TASK INSTRUCTIONS:
**1)** In the stock market article below, what is Bruce Dzieza's position?
**2)** From the stock market article below, transcribe the part that opens with the words containing "RICHARD DREW /" and closes with "than 340 points.".
**3)** Summarize the stock market article below in two sentences.

GIVEN TEXT:
>>>>>

Trading was frantic Thursday on the floor of the New York Stock Exchange. Stocks fell sharply in the morning, but rebounded before closing.

RICHARD DREW / Associated Press
Published: Friday, August 17, 2007 at 3:44 a.m.
Last Modified: Friday, August 17, 2007 at 2:52 a.m.

As the stock market plummeted Thursday morning, one anxious investor couldn't take it any longer.

Against the advice of his Sebastopol broker, he decided to cut his losses and sell everything he had, said Bruce Dzieza, president of Willow Creek Financial Services.

Then the investor stood on the sidelines and watched as the stocks he'd sold soared again. By afternoon, the Dow Jones industrial average had made one of the biggest market recoveries in recent memory and regained more than 340 points.

It's an example of how a volatile stock market can unnerve even the hardiest investor, and how important it is to hold the course through good times and bad, local financial advisers said.

"You need to understand up front, whether it's stocks or bonds or real estate, these things go up and down," said Jan Schneider, a Santa Rosa financial planner with Protected Investors of America.

"The stock market has gone up for 4½ years in a row. A correction of 10 percent to 20 percent is normal," Schneider said.

Normal, but not easy. Investors have watched the Dow through a nerve-wracking four-week slide, from a record high of 14,000 on July 19 to close at 12,845 on Thursday.

<<<<<

Position identification records

>>>>>

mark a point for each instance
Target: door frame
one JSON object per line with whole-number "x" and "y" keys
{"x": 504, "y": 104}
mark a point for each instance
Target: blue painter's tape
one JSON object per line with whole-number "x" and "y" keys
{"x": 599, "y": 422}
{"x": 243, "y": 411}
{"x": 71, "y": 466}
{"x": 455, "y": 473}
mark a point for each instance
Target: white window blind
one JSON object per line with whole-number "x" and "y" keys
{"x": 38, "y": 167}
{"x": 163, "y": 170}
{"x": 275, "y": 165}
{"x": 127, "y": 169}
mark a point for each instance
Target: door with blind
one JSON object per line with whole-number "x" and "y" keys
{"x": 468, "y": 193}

<<<<<

TASK-BY-TASK OUTPUTS:
**1)** He is president of Willow Creek Financial Services.

**2)**
RICHARD DREW / Associated Press
Published: Friday, August 17, 2007 at 3:44 a.m.
Last Modified: Friday, August 17, 2007 at 2:52 a.m.

As the stock market plummeted Thursday morning, one anxious investor couldn't take it any longer.

Against the advice of his Sebastopol broker, he decided to cut his losses and sell everything he had, said Bruce Dzieza, president of Willow Creek Financial Services.

Then the investor stood on the sidelines and watched as the stocks he'd sold soared again. By afternoon, the Dow Jones industrial average had made one of the biggest market recoveries in recent memory and regained more than 340 points.

**3)** On a frantic Thursday, stocks fell sharply in the morning, and one investor sold everything against his broker's advice, only to watch the Dow recover more than 340 points by afternoon. Local financial advisers said this shows how volatility can unnerve investors and why they should hold the course, noting that after four and a half years of gains a correction of 10 to 20 percent is normal.